*ENTRIES SUPPLIED*.

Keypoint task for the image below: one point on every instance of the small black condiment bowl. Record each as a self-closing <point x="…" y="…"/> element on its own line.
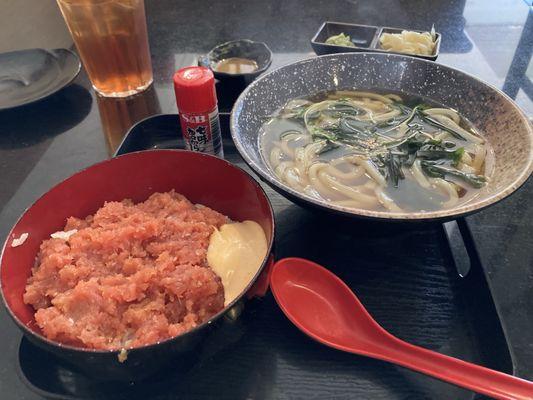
<point x="364" y="37"/>
<point x="230" y="86"/>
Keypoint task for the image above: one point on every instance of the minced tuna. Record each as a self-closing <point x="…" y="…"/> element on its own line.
<point x="130" y="275"/>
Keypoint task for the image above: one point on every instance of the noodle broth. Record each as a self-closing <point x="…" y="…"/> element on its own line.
<point x="381" y="152"/>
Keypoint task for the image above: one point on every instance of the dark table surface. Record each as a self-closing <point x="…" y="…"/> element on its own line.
<point x="43" y="143"/>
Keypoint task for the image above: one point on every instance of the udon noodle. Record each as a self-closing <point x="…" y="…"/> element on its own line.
<point x="376" y="151"/>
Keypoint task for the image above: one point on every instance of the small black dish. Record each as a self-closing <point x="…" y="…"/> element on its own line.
<point x="30" y="75"/>
<point x="230" y="86"/>
<point x="244" y="48"/>
<point x="364" y="37"/>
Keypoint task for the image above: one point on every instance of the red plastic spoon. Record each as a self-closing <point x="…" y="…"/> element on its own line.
<point x="323" y="307"/>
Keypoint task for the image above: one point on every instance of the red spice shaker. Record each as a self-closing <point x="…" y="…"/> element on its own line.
<point x="197" y="105"/>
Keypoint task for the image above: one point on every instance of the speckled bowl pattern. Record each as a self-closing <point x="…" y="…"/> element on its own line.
<point x="503" y="124"/>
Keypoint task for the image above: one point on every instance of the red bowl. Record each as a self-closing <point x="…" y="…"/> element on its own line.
<point x="201" y="178"/>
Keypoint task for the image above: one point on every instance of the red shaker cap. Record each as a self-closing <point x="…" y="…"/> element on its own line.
<point x="195" y="89"/>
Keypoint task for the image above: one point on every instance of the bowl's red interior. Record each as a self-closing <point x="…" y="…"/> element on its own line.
<point x="202" y="179"/>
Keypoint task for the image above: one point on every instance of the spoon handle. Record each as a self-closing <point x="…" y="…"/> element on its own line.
<point x="461" y="373"/>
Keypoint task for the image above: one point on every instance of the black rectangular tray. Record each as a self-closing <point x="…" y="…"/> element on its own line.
<point x="404" y="274"/>
<point x="364" y="37"/>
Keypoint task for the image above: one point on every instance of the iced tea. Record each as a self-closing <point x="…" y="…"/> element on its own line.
<point x="112" y="41"/>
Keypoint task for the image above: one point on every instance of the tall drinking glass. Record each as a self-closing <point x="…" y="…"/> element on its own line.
<point x="112" y="41"/>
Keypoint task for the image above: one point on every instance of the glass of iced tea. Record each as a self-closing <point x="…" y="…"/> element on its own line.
<point x="112" y="41"/>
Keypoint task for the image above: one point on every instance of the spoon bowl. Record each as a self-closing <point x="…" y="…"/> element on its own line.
<point x="321" y="305"/>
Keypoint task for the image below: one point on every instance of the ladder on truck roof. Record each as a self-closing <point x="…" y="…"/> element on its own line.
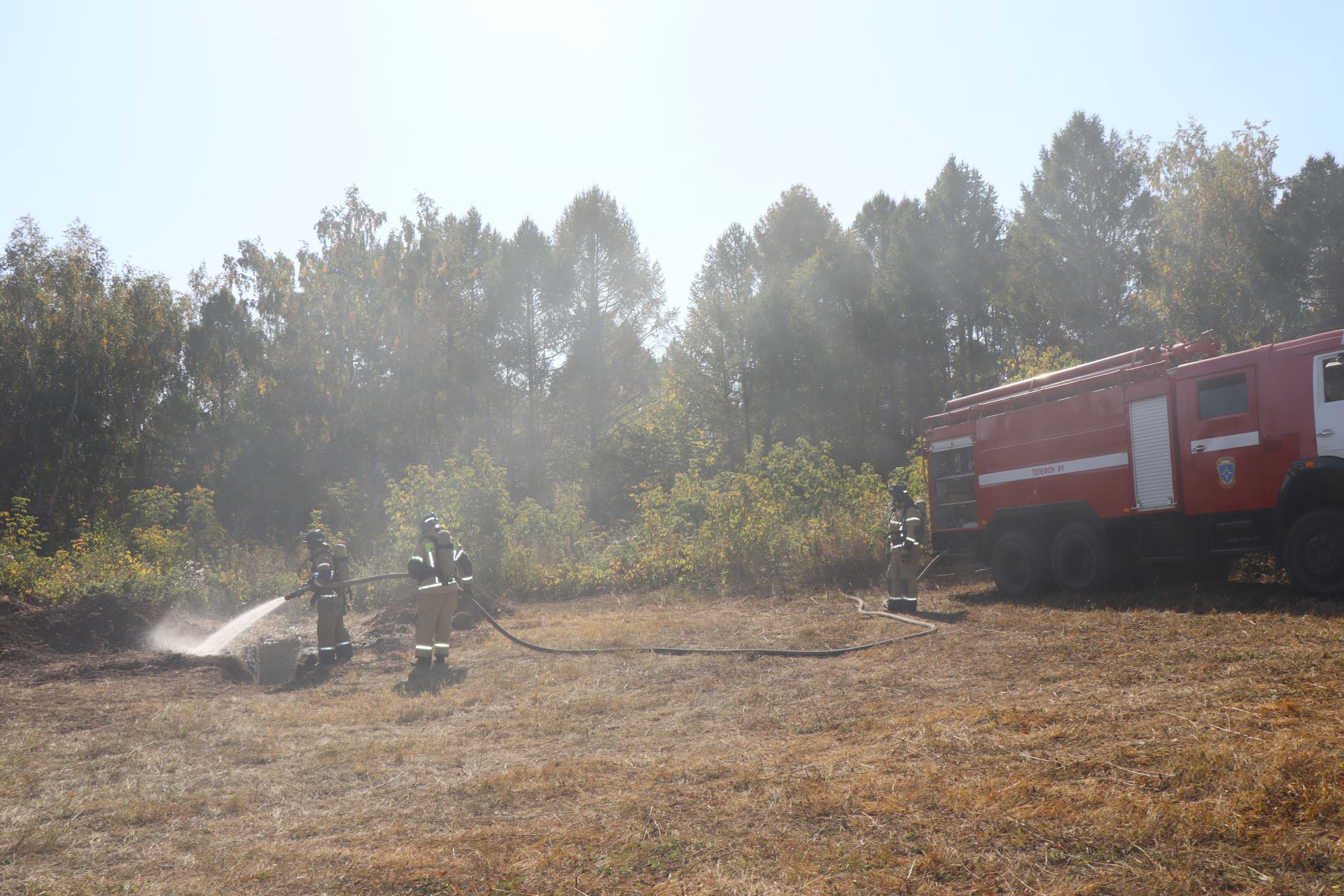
<point x="1072" y="379"/>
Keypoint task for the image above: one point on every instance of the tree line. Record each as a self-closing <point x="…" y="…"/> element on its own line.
<point x="290" y="383"/>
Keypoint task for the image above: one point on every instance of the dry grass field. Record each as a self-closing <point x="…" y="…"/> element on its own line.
<point x="1170" y="742"/>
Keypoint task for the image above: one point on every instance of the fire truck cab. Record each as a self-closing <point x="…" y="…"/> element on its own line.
<point x="1174" y="454"/>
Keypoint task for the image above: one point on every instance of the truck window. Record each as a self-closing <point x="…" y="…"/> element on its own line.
<point x="1332" y="375"/>
<point x="1222" y="397"/>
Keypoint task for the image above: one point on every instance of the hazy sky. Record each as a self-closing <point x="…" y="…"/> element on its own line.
<point x="176" y="130"/>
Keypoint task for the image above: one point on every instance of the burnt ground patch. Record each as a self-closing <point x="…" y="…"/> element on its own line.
<point x="99" y="622"/>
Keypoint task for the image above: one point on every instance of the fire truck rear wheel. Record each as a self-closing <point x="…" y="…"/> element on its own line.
<point x="1313" y="552"/>
<point x="1079" y="558"/>
<point x="1021" y="564"/>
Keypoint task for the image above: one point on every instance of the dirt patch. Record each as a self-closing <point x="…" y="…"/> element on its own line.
<point x="139" y="664"/>
<point x="398" y="617"/>
<point x="97" y="622"/>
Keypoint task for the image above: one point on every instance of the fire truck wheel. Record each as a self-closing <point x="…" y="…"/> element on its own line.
<point x="1313" y="552"/>
<point x="1079" y="558"/>
<point x="1019" y="564"/>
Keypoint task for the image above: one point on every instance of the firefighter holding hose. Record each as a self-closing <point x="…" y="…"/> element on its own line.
<point x="905" y="550"/>
<point x="440" y="571"/>
<point x="328" y="566"/>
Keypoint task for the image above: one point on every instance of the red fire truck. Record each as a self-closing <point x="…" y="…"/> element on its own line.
<point x="1160" y="454"/>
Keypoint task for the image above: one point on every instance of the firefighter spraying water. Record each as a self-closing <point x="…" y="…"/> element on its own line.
<point x="328" y="567"/>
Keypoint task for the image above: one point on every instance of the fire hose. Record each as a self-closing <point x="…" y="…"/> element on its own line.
<point x="926" y="628"/>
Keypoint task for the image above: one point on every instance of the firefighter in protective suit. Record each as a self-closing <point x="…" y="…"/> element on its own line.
<point x="905" y="550"/>
<point x="328" y="567"/>
<point x="440" y="574"/>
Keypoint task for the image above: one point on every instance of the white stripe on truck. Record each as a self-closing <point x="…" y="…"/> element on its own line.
<point x="1225" y="442"/>
<point x="1079" y="465"/>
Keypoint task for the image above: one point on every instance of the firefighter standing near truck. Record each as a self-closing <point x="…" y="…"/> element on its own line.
<point x="905" y="550"/>
<point x="328" y="567"/>
<point x="440" y="571"/>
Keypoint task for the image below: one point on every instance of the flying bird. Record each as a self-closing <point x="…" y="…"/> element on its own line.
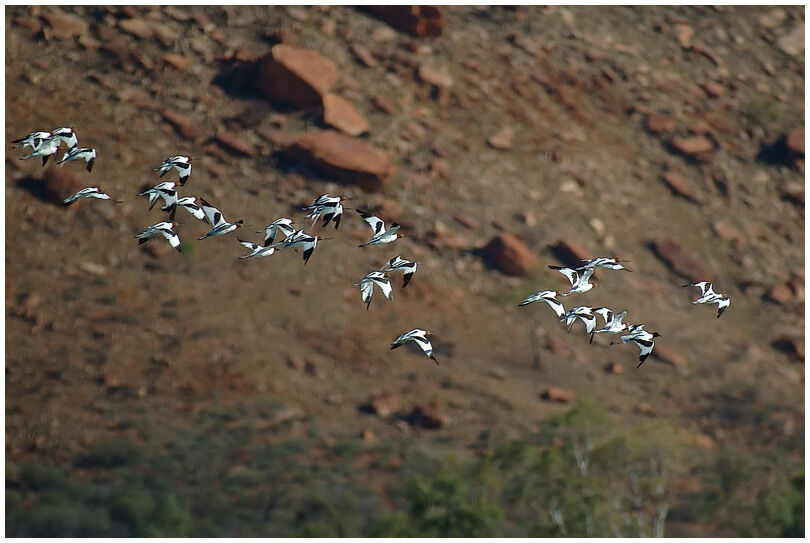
<point x="189" y="203"/>
<point x="709" y="296"/>
<point x="400" y="264"/>
<point x="367" y="286"/>
<point x="283" y="225"/>
<point x="164" y="229"/>
<point x="603" y="262"/>
<point x="67" y="135"/>
<point x="548" y="296"/>
<point x="381" y="233"/>
<point x="579" y="281"/>
<point x="613" y="322"/>
<point x="32" y="140"/>
<point x="181" y="164"/>
<point x="256" y="251"/>
<point x="307" y="243"/>
<point x="328" y="207"/>
<point x="644" y="340"/>
<point x="165" y="190"/>
<point x="583" y="313"/>
<point x="220" y="226"/>
<point x="47" y="148"/>
<point x="418" y="336"/>
<point x="89" y="192"/>
<point x="80" y="153"/>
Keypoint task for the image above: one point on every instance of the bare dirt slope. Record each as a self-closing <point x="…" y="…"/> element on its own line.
<point x="594" y="107"/>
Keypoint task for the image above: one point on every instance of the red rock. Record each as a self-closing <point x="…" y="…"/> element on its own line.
<point x="697" y="147"/>
<point x="59" y="183"/>
<point x="364" y="56"/>
<point x="510" y="255"/>
<point x="684" y="34"/>
<point x="712" y="89"/>
<point x="30" y="23"/>
<point x="417" y="20"/>
<point x="794" y="140"/>
<point x="728" y="233"/>
<point x="668" y="355"/>
<point x="186" y="128"/>
<point x="570" y="253"/>
<point x="781" y="294"/>
<point x="704" y="441"/>
<point x="428" y="416"/>
<point x="790" y="346"/>
<point x="297" y="363"/>
<point x="678" y="185"/>
<point x="235" y="143"/>
<point x="64" y="26"/>
<point x="553" y="394"/>
<point x="699" y="47"/>
<point x="178" y="61"/>
<point x="503" y="138"/>
<point x="346" y="158"/>
<point x="682" y="263"/>
<point x="383" y="405"/>
<point x="341" y="114"/>
<point x="434" y="76"/>
<point x="137" y="27"/>
<point x="658" y="123"/>
<point x="384" y="104"/>
<point x="295" y="76"/>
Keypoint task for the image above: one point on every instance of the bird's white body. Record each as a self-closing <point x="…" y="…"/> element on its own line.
<point x="46" y="149"/>
<point x="283" y="225"/>
<point x="328" y="207"/>
<point x="583" y="313"/>
<point x="89" y="192"/>
<point x="418" y="336"/>
<point x="579" y="280"/>
<point x="162" y="228"/>
<point x="367" y="286"/>
<point x="256" y="251"/>
<point x="189" y="203"/>
<point x="306" y="242"/>
<point x="181" y="164"/>
<point x="548" y="296"/>
<point x="603" y="262"/>
<point x="32" y="140"/>
<point x="613" y="322"/>
<point x="644" y="340"/>
<point x="80" y="153"/>
<point x="68" y="136"/>
<point x="709" y="296"/>
<point x="165" y="190"/>
<point x="382" y="235"/>
<point x="220" y="226"/>
<point x="401" y="264"/>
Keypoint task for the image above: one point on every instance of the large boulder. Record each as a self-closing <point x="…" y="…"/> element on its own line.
<point x="510" y="255"/>
<point x="416" y="20"/>
<point x="295" y="77"/>
<point x="343" y="157"/>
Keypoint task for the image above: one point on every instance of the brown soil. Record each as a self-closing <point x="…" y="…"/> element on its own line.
<point x="95" y="323"/>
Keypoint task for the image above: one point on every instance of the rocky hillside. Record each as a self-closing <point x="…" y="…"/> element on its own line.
<point x="503" y="140"/>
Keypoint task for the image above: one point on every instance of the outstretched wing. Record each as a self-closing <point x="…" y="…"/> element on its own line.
<point x="376" y="223"/>
<point x="425" y="345"/>
<point x="571" y="274"/>
<point x="214" y="215"/>
<point x="385" y="286"/>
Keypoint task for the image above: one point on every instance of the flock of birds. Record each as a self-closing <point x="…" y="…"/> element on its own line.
<point x="635" y="333"/>
<point x="330" y="209"/>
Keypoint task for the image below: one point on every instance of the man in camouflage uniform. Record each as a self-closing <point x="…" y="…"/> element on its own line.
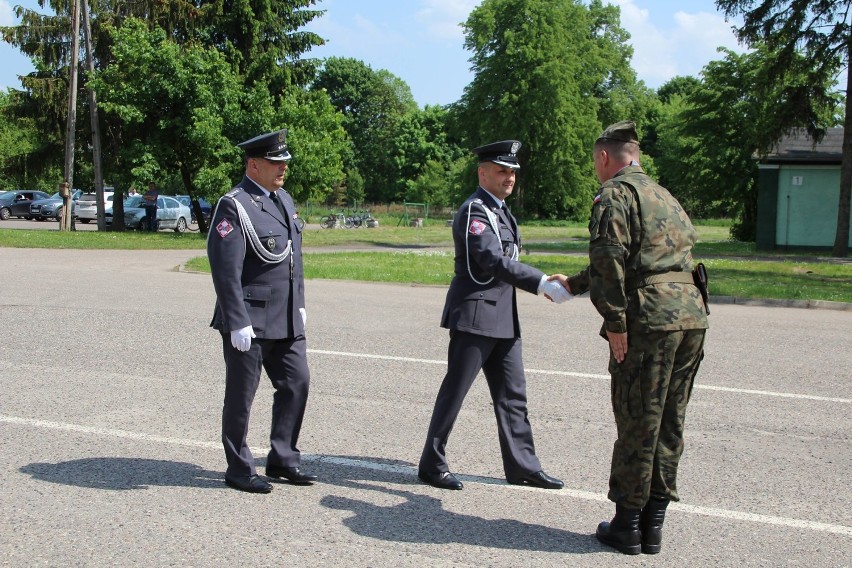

*EXERCISE DIRECTIONS*.
Find every line in the items above that contains the word "bowl", and copy each of those lines in full.

*ANSWER TO THIS PROBLEM*.
Keypoint task for the image below: one point on every instance of the small black condiment bowl. Record each as a self-closing <point x="…" y="…"/> element on its own line.
Keypoint task for the image above: one point on every instance of the speckled bowl pattern. Record each as a self-closing <point x="…" y="…"/> element on its own line.
Keypoint task for the image above: one point on every instance of the red bowl. Record each as a self-closing <point x="…" y="…"/> element on its own line.
Keypoint task for the image above: one point on every instance of the bowl's red interior. Record each as a self-closing <point x="…" y="…"/> element on its own line.
Keypoint task for the image above: one point on every instance of the spoon bowl. Record each as a self-closing <point x="…" y="…"/> element on its own line.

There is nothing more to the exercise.